» Stored data
+ + + +

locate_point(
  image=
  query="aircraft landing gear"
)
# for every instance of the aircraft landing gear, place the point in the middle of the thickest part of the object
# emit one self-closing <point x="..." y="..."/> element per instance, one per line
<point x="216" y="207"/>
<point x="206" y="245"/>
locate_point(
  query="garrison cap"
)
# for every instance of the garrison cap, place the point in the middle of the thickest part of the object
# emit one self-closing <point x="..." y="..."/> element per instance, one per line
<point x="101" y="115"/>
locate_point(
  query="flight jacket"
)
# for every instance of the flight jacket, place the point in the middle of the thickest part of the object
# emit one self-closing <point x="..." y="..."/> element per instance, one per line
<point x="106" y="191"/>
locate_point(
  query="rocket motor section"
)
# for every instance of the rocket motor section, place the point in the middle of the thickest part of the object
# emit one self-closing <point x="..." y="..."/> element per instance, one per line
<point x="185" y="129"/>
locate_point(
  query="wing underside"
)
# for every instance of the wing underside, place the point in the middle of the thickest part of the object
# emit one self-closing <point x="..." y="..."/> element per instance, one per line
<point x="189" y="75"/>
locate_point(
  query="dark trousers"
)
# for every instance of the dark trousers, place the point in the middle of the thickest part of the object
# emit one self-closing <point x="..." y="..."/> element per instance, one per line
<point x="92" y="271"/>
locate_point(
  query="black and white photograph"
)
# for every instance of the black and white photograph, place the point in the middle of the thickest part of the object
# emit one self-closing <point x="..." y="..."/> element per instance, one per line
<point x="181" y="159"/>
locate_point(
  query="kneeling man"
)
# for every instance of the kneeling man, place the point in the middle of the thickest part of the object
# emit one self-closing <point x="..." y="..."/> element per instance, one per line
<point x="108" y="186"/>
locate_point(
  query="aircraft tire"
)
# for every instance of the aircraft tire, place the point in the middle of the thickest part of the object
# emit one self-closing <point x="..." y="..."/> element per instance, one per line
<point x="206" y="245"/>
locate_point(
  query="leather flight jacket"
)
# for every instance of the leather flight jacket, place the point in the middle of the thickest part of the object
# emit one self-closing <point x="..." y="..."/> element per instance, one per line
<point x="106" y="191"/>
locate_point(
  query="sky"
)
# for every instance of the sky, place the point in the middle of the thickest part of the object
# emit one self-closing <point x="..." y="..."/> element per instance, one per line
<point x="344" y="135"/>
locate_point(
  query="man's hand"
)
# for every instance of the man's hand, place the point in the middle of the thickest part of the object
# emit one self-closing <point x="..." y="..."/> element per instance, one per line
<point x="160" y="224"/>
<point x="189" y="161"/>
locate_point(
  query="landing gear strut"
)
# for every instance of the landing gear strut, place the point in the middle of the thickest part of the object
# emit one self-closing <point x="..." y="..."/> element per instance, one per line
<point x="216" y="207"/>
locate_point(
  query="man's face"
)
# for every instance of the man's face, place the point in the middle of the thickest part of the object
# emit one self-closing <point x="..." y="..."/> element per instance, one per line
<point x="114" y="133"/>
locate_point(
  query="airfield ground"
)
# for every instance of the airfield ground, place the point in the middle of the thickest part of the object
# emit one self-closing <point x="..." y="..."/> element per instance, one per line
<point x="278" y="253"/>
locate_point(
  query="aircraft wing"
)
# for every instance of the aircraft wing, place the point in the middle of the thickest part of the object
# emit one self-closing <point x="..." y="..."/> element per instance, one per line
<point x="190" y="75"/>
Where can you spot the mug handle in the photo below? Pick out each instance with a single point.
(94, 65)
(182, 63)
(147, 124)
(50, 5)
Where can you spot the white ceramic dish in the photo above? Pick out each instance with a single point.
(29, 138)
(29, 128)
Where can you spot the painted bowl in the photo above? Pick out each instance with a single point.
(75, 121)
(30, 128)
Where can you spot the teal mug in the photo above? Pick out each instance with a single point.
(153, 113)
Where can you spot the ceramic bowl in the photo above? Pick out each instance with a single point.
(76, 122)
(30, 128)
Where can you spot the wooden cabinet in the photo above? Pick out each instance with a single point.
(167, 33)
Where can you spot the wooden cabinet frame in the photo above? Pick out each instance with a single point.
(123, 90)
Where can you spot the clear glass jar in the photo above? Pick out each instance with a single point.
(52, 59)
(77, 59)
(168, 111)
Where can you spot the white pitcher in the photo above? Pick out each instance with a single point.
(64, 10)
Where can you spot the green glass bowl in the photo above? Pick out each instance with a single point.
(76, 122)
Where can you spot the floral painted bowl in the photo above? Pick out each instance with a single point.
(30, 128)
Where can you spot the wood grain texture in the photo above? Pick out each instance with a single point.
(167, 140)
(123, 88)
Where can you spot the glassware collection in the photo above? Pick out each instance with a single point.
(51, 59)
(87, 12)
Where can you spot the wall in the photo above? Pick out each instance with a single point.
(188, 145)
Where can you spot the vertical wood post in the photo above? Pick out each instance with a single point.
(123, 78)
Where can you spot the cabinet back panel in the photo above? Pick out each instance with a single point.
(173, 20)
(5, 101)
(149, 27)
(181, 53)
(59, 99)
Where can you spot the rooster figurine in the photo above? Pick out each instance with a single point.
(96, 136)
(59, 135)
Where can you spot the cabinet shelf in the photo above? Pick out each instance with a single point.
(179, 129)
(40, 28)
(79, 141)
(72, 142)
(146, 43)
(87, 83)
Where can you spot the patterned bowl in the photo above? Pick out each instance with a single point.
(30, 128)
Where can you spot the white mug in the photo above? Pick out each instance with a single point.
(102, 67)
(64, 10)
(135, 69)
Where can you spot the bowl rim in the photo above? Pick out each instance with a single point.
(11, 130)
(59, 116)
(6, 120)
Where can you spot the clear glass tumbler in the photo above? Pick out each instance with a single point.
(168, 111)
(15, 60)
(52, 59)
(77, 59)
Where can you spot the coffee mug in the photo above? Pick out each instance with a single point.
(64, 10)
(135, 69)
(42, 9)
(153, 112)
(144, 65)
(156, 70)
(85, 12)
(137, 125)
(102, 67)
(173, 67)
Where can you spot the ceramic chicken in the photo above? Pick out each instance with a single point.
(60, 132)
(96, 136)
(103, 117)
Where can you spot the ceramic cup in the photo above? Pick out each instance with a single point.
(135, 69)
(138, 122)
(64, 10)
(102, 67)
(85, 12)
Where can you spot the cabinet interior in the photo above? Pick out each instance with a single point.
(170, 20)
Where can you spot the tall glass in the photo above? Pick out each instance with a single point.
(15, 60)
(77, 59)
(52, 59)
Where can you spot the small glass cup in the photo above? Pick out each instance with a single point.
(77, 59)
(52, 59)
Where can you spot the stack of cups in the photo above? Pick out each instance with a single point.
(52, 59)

+ + + +

» What you have to do
Please output the entries above, every line exactly as it reads.

» Response to this task
locate_point(
  image=
  query="aircraft landing gear"
)
# for every instance of the aircraft landing gear, place the point in the middle of the thickest part of the object
# emit one self-closing <point x="..." y="..."/> element per instance, one per line
<point x="216" y="207"/>
<point x="206" y="245"/>
locate_point(
  query="garrison cap"
)
# for every instance of the garrison cap, place the point in the middle of the thickest part of the object
# emit one self-closing <point x="..." y="..."/> element per instance, one per line
<point x="101" y="115"/>
locate_point(
  query="flight jacket"
)
# for every instance of the flight jacket, place the point in the middle of the thickest part of the object
# emit one self-closing <point x="..." y="..."/> element per instance, one per line
<point x="106" y="191"/>
locate_point(
  query="rocket motor section"
)
# for every instance of the rocket motor section, place the point in the middle of the thickest part of the object
# emit one self-closing <point x="..." y="..."/> element per instance, one per line
<point x="185" y="129"/>
locate_point(
  query="wing underside"
)
# for every instance of the wing underside, place the point in the middle of the thickest part of the object
# emit one self-closing <point x="..." y="..."/> element per instance, one per line
<point x="189" y="75"/>
locate_point(
  query="dark trousers"
)
# for every instance of the dark trousers, place the point in the middle of the thickest part of the object
# emit one self-closing <point x="..." y="..."/> element per instance, one per line
<point x="92" y="271"/>
locate_point(
  query="black and white photograph"
)
# for every instance of the black and white photograph, place the point in the middle of the thickest part of the object
# emit one self-closing <point x="..." y="..."/> element per instance, one per line
<point x="181" y="159"/>
locate_point(
  query="kneeling man"
)
# for every instance of the kneeling man, place the point in the middle of the thickest part of the object
# emit one self-closing <point x="..." y="..."/> element per instance, one per line
<point x="108" y="186"/>
locate_point(
  query="aircraft tire"
)
# for every instance of the aircraft tire, place the point in the middle of the thickest part of the object
# emit one self-closing <point x="..." y="..."/> element per instance, one per line
<point x="206" y="245"/>
locate_point(
  query="leather flight jacket"
)
# for every instance of the leather flight jacket, place the point in the middle of the thickest part of the object
# emit one self-closing <point x="..." y="..."/> element per instance, one per line
<point x="106" y="191"/>
locate_point(
  query="sky"
)
# for every instance of the sky, place the point in the middle of the thickest part of the object
# emit one self-closing <point x="..." y="..."/> element per instance, one per line
<point x="344" y="135"/>
locate_point(
  query="man's hand"
)
# for every instance of the man's hand, place the point in the middle of the thickest part of the object
# emit one self-closing <point x="..." y="..."/> element per instance, one per line
<point x="160" y="224"/>
<point x="189" y="161"/>
locate_point(
  query="landing gear strut"
)
# for every instance of the landing gear strut, place the point in the middle of the thickest part of the object
# emit one self-closing <point x="..." y="..."/> element per instance, one per line
<point x="216" y="207"/>
locate_point(
  query="man's face"
)
# for every instance of the man's face, place the point in the middle of the thickest part of the object
# emit one self-closing <point x="..." y="..."/> element per instance, one per line
<point x="114" y="133"/>
locate_point(
  query="airfield ground"
)
# for every instance of the airfield ground, place the point in the middle of the thickest part of the object
# emit one self-closing <point x="..." y="..."/> element per instance, one per line
<point x="278" y="253"/>
locate_point(
  query="aircraft wing"
)
# for every instance of the aircraft wing, place the point in the middle of the thickest part of the object
# emit one self-closing <point x="..." y="..."/> element per instance, one per line
<point x="190" y="75"/>
Where can you spot the mug handle in the photo below? Pick out each instance with a single point.
(94, 65)
(182, 63)
(147, 124)
(50, 5)
Where can you spot the white ceramic dish in the photo above? Pick out each instance with a single point.
(29, 138)
(29, 128)
Where can you spot the painted bowl in the photo above? Pick out each instance with a single point.
(75, 121)
(30, 128)
Where can you spot the teal mug in the photo above? Pick out each instance with a single point.
(153, 113)
Where can you spot the ceramic bowl in the photo above? Pick out each instance with a single point.
(76, 122)
(30, 128)
Where can you spot the wooden cabinet in the photo above? Pick out each instance with a single point.
(167, 33)
Where can you spot the wooden cabinet frame in the photo above? Pick out each instance with a single point.
(123, 90)
Where can you spot the clear glass jar in the photo above? Pick out each instance with a single point.
(52, 59)
(77, 59)
(168, 111)
Where can you spot the white pitcher in the photo above? Pick out each instance with a single point.
(64, 10)
Where can you spot the green glass bowl in the photo above? Pick out each instance with a single point.
(76, 122)
Where can you spot the floral painted bowl in the photo above? Pick out each instance with a single point.
(30, 128)
Where can you spot the wood grain texture in the photo above? Pick out each instance with a single point.
(167, 140)
(123, 88)
Where can you spot the glassware collection in the photo above? Pick out each instance with a single point.
(51, 59)
(87, 12)
Where can you spot the wall in the photo above? Pick out each instance with a single point.
(188, 145)
Where can you spot the vertical wood post in the photo above? Pick out each instance with a single point.
(123, 78)
Where can you spot the cabinet back panel in the photo above? Pick out each instance with a single point.
(173, 20)
(5, 101)
(149, 27)
(181, 53)
(59, 99)
Where can you spot the rooster figurine in the photo above? Pick out each instance with a single point.
(96, 136)
(59, 135)
Where can you spot the cabinet shelf in the photo above? Pick out each instance with a single point.
(179, 129)
(40, 28)
(79, 141)
(72, 142)
(146, 43)
(87, 83)
Where can you spot the patterned bowl in the photo above? Pick out each instance with a single point.
(30, 128)
Where can you spot the white mug in the photo above? Pick out each instance with a single point.
(102, 67)
(64, 10)
(135, 69)
Where can you spot the bowl rim in the photo above? Pick out each instance with a single point.
(11, 130)
(59, 116)
(6, 120)
Where can you spot the clear glass tumbler in the photo above? Pick out each instance with a single point.
(168, 111)
(15, 60)
(52, 59)
(77, 59)
Where can you spot the coffee mug in the photo above? Pick out each instance with a single point.
(64, 10)
(135, 69)
(42, 9)
(153, 112)
(144, 65)
(156, 70)
(85, 12)
(137, 125)
(102, 67)
(173, 67)
Where can you spot the ceramic chicken in the photo above? Pick out each instance with a single point.
(60, 132)
(96, 136)
(103, 117)
Where can you spot the ceramic cup in the photo above? Pick out each instance with a single point.
(135, 69)
(138, 122)
(64, 10)
(102, 67)
(85, 12)
Where can you spot the cabinet interior in the photo above? Pick out each instance with a single point.
(170, 20)
Where can you spot the tall glass in the photo above? Pick out each instance with a single point.
(15, 60)
(77, 59)
(52, 59)
Where can you spot the small glass cup in the photo above? Pick out each instance with a single point.
(77, 59)
(52, 59)
Where can you spot the stack of cups in the photo above? Pick out each instance with a single point.
(52, 59)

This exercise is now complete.